Search the records for lines that contain the word "pedestrian". Copy them all.

--------------------------------

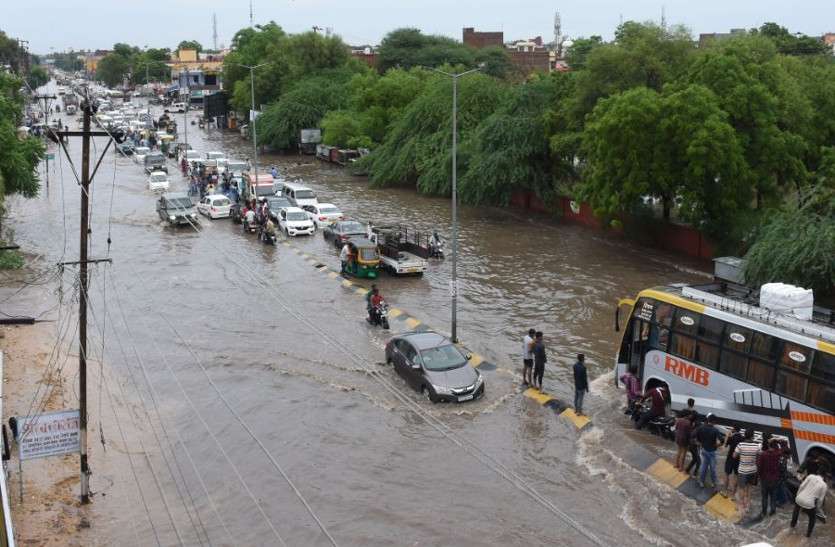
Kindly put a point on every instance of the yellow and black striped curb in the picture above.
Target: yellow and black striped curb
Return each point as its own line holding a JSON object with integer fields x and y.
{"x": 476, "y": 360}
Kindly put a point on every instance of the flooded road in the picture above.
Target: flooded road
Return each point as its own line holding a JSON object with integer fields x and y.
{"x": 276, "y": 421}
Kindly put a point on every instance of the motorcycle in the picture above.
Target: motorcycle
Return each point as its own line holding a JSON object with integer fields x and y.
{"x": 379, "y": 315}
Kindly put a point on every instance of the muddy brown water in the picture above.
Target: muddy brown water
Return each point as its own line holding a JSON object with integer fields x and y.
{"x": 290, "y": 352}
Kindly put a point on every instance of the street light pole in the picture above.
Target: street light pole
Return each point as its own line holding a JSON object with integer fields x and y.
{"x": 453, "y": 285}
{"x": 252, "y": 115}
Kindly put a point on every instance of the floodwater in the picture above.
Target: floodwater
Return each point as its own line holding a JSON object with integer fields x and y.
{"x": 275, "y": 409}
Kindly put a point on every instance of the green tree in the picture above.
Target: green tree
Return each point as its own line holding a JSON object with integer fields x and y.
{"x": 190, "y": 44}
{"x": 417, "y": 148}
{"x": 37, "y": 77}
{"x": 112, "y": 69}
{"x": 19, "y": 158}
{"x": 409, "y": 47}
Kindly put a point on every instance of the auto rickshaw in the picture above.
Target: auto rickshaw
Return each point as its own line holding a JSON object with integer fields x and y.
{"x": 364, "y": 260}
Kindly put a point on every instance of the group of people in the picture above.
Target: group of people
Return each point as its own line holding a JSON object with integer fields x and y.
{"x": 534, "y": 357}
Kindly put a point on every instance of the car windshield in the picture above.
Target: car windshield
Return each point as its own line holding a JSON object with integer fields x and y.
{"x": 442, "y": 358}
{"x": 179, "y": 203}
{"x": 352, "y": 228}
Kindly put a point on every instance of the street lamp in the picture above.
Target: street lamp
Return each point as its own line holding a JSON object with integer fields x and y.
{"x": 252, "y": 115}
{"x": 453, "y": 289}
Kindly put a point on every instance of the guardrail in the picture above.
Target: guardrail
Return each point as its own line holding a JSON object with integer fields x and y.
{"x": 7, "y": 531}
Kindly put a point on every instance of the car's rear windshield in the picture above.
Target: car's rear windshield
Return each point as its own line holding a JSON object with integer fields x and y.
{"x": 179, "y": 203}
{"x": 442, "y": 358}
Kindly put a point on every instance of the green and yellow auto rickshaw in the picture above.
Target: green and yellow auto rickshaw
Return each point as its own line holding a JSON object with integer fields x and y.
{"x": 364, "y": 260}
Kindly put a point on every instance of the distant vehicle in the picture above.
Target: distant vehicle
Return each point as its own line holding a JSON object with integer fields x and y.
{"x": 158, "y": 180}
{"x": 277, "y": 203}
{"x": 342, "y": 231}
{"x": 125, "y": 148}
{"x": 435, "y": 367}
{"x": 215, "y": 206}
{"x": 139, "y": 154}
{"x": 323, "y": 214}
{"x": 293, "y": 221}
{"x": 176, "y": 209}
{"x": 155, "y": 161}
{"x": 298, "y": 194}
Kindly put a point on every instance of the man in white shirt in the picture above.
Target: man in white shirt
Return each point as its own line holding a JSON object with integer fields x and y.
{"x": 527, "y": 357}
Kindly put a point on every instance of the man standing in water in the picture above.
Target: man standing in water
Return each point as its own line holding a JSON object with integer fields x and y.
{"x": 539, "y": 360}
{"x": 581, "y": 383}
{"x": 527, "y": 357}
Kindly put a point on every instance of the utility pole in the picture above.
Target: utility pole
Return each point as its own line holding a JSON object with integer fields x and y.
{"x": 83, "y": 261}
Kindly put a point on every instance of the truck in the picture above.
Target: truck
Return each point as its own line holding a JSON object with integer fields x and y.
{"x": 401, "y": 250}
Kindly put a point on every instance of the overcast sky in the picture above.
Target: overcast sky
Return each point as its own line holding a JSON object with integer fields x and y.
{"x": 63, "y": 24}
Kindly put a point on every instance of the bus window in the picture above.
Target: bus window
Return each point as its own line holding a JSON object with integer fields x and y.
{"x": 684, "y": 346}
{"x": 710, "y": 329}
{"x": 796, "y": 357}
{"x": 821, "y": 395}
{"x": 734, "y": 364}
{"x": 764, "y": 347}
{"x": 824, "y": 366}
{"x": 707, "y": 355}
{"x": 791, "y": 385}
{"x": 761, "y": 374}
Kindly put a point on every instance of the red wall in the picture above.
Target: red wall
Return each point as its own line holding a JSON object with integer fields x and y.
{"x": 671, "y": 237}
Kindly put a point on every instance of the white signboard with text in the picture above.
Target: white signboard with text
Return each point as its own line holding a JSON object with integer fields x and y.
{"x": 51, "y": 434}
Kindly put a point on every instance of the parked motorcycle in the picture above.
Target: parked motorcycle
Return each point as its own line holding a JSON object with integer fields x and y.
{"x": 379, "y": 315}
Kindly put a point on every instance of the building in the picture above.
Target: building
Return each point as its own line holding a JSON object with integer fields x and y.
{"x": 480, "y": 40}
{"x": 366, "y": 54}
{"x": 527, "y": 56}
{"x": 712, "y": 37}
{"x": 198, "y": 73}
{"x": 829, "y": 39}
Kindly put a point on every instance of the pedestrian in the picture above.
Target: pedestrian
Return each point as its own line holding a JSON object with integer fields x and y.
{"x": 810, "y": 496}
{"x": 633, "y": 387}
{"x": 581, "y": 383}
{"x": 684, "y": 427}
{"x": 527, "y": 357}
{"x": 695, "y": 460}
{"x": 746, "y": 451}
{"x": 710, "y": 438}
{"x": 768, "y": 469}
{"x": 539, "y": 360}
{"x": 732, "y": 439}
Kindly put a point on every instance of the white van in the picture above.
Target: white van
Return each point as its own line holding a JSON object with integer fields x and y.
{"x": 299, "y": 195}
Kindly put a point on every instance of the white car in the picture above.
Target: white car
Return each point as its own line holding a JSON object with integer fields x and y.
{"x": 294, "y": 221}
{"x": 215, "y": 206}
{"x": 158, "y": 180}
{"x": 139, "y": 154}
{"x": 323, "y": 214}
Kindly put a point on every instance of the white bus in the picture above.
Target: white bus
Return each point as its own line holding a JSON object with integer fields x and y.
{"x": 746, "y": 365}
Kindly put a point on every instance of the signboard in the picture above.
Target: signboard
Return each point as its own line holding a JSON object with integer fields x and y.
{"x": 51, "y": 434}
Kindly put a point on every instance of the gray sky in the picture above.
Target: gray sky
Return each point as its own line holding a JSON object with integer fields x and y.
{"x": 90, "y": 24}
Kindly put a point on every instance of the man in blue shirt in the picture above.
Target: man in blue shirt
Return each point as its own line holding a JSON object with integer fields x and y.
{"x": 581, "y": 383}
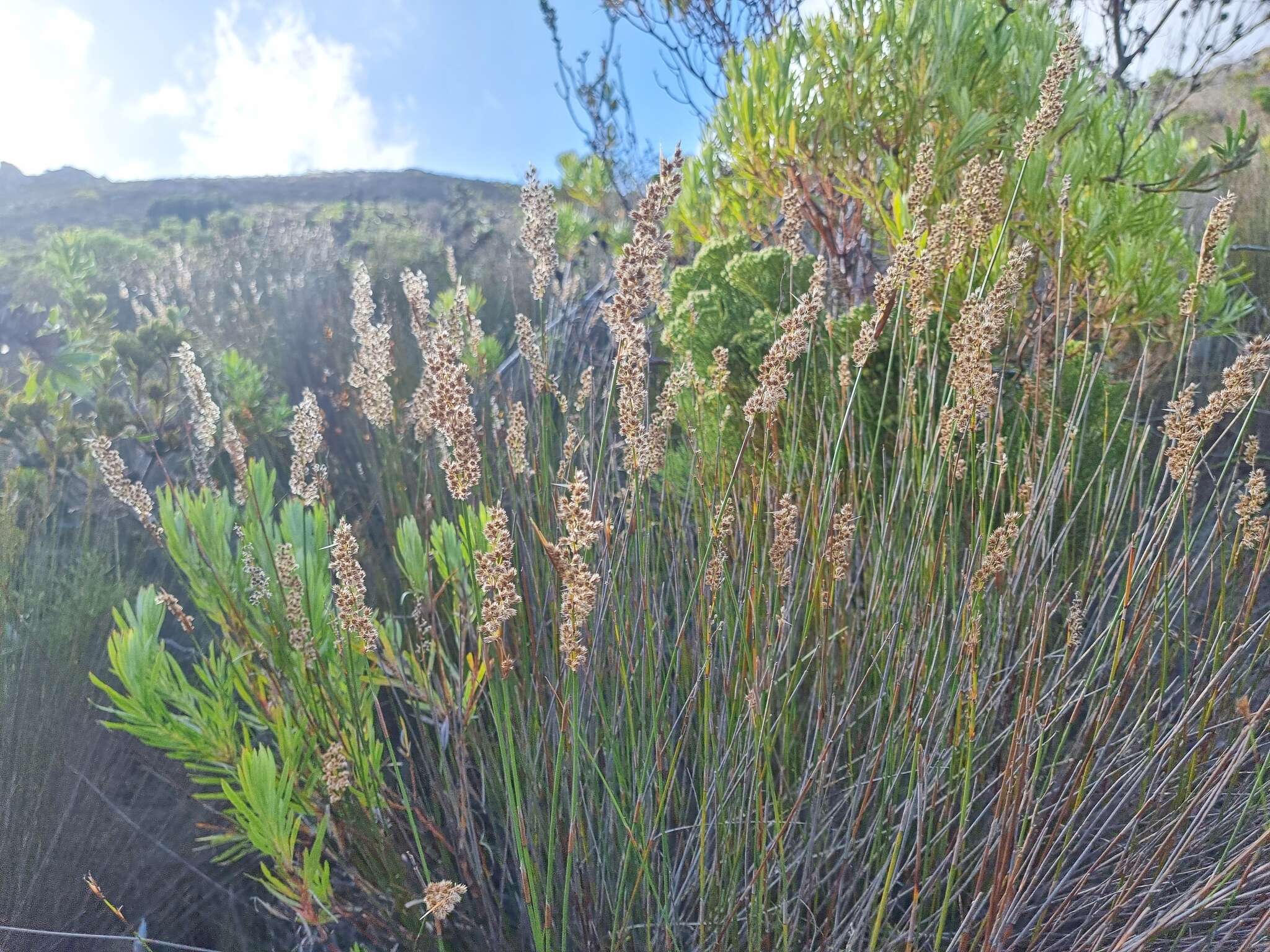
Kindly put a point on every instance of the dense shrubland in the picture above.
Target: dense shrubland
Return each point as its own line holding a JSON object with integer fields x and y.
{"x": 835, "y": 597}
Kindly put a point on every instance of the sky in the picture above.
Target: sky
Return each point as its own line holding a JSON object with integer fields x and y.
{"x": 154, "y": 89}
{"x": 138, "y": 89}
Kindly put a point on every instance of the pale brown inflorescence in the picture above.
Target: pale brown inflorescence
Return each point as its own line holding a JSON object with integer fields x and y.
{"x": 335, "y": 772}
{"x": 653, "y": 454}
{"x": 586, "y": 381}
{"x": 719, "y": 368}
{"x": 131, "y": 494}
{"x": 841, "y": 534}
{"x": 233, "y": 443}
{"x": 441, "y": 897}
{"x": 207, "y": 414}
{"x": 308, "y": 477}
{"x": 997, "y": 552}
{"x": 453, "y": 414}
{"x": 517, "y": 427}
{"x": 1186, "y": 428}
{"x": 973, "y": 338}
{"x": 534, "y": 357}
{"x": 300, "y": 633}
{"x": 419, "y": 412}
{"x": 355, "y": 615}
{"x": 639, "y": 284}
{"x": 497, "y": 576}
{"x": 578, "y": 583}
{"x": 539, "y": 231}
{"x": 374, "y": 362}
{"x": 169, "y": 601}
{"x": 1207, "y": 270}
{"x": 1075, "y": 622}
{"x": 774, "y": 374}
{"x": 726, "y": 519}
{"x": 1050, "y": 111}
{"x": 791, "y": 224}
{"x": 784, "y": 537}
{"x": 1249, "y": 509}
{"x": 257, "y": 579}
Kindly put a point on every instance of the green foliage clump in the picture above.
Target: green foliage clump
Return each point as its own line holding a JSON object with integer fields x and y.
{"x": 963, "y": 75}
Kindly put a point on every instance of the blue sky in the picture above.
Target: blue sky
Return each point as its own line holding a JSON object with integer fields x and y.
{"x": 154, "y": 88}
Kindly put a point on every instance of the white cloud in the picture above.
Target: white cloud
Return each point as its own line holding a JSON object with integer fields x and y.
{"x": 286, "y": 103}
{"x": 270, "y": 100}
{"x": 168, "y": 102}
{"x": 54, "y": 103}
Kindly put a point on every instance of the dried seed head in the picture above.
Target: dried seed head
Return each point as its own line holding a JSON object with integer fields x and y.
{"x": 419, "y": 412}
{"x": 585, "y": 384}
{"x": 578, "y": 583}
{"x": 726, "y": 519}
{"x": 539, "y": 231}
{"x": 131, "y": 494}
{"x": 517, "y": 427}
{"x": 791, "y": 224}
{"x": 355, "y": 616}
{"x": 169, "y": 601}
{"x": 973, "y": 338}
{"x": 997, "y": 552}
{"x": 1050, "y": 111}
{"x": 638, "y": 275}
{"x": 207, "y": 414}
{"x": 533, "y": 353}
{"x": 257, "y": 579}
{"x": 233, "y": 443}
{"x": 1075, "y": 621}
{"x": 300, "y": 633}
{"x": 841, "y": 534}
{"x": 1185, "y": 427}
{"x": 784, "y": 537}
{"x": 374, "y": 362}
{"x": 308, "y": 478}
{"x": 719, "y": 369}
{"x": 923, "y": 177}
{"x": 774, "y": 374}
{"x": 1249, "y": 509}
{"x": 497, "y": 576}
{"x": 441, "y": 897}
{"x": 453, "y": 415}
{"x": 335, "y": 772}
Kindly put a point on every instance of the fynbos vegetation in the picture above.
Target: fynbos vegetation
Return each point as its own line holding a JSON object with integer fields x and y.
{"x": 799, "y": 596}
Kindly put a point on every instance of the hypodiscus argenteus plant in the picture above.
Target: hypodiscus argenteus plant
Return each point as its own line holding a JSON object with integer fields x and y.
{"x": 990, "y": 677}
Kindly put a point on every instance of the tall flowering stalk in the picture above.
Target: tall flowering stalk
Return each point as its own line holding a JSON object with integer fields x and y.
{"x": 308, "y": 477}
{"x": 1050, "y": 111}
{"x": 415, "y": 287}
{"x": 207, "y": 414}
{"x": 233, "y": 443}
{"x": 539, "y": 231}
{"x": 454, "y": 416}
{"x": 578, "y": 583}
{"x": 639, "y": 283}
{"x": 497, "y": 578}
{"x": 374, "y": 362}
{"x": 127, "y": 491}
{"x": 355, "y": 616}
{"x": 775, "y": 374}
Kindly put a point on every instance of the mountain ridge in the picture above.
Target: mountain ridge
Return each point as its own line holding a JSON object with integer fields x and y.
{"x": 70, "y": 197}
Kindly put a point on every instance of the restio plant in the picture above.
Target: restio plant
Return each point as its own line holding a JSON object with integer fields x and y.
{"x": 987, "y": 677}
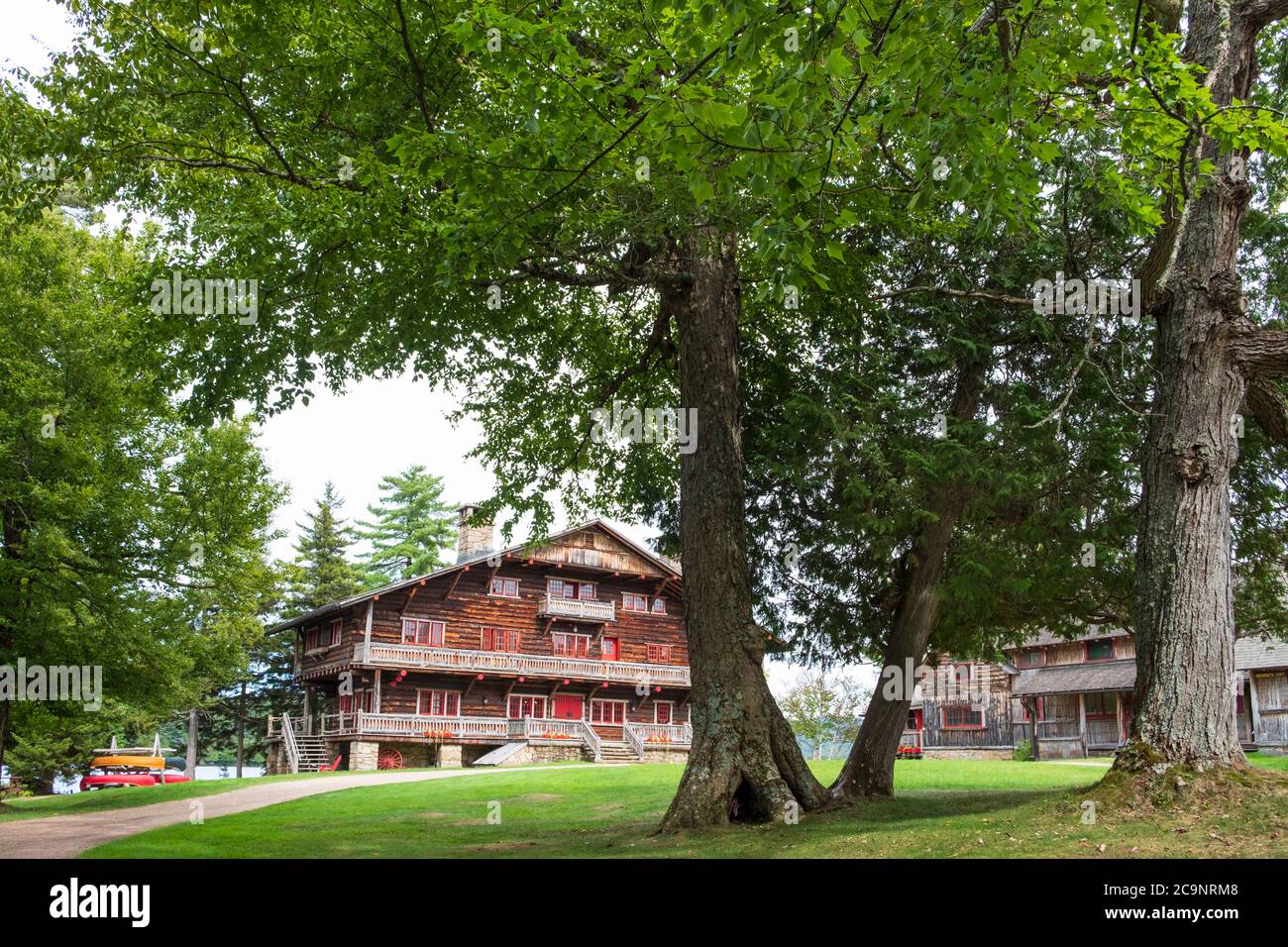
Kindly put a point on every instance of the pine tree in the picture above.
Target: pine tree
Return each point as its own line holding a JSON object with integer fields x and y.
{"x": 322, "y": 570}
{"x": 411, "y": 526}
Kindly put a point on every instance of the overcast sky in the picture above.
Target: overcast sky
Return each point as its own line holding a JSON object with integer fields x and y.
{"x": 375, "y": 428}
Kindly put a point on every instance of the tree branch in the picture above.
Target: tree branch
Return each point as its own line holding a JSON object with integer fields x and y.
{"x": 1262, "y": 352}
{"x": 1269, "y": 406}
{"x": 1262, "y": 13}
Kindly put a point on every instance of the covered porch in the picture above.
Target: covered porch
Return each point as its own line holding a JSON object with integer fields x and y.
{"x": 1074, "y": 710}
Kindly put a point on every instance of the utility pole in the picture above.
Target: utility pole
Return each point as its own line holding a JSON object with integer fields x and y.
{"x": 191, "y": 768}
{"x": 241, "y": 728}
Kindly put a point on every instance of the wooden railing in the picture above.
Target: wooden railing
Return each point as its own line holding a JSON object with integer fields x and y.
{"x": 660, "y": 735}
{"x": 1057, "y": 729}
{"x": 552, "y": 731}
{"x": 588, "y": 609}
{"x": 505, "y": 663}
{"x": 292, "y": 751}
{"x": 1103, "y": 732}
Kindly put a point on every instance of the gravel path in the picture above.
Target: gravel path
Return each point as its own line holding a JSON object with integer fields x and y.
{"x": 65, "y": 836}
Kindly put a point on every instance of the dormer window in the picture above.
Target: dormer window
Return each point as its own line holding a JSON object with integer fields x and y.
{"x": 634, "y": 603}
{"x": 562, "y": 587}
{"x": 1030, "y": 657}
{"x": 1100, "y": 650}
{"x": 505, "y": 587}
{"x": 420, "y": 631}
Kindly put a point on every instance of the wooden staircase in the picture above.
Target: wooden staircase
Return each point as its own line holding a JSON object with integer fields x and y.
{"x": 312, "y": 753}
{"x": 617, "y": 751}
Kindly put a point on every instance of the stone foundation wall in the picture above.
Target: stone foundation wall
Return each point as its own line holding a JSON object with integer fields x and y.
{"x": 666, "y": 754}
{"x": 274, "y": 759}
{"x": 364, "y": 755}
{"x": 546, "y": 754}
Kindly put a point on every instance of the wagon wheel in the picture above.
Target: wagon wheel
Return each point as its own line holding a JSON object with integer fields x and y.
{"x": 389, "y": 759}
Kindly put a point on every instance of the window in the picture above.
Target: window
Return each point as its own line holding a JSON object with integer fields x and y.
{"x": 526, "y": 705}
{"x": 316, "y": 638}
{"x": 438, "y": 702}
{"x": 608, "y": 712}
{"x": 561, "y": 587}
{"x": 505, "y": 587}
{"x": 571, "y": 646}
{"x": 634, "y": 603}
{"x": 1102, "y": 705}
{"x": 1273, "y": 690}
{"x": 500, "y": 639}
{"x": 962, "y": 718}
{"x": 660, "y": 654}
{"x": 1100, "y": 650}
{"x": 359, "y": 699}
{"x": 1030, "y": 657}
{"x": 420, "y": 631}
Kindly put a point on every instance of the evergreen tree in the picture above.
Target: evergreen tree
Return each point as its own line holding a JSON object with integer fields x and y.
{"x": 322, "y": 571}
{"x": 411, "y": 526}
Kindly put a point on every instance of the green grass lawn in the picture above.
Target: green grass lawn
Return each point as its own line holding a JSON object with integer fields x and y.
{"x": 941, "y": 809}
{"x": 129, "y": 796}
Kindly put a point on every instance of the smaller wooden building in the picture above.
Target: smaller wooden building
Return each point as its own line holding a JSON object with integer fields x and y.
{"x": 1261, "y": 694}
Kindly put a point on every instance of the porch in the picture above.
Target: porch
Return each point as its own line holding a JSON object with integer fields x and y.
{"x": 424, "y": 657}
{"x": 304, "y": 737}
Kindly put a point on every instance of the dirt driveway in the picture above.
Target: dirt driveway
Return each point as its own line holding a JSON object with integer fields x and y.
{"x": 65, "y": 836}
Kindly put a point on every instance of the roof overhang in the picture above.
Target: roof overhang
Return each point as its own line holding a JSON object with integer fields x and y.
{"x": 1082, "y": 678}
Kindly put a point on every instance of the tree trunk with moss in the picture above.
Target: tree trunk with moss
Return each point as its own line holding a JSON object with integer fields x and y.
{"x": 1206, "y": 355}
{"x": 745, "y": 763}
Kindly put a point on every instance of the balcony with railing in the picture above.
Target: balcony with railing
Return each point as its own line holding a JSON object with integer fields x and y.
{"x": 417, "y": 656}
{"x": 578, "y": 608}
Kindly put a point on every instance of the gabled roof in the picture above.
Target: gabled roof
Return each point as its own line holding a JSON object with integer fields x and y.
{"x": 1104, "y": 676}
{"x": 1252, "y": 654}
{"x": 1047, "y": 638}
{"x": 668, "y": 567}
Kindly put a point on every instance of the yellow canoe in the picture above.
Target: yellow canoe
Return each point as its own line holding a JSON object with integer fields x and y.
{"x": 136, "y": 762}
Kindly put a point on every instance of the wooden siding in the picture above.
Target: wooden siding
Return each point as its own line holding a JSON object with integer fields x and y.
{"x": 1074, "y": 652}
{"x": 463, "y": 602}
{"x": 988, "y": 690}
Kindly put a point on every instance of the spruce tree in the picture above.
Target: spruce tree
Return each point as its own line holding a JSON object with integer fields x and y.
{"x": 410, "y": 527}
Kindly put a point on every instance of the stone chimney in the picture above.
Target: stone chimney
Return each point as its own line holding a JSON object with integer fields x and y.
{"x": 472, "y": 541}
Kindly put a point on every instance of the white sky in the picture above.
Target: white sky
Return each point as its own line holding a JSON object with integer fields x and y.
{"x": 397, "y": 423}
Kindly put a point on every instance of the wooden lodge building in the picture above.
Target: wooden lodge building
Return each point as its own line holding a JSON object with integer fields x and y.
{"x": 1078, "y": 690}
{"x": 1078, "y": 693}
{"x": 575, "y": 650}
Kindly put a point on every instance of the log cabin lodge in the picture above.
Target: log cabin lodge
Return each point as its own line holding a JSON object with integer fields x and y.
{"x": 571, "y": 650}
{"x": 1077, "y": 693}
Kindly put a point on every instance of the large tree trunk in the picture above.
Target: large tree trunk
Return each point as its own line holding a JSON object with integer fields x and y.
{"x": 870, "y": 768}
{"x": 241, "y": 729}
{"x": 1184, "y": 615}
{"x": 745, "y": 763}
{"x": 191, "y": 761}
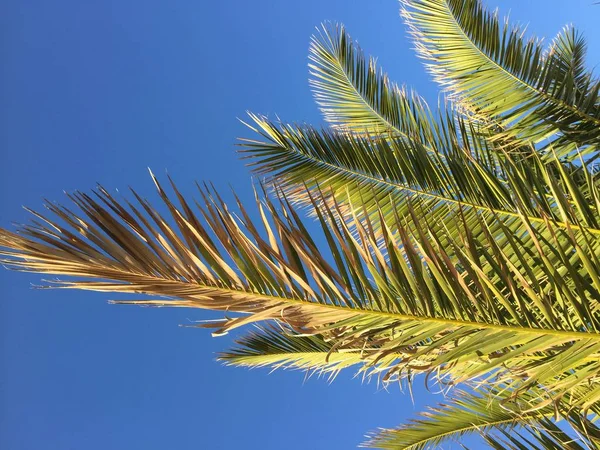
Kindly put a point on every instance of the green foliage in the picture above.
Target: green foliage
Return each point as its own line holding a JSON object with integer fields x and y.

--------------------------------

__TASK OUTPUT__.
Kindly put a point on every instance of the pedestrian in the picture above.
Target: pedestrian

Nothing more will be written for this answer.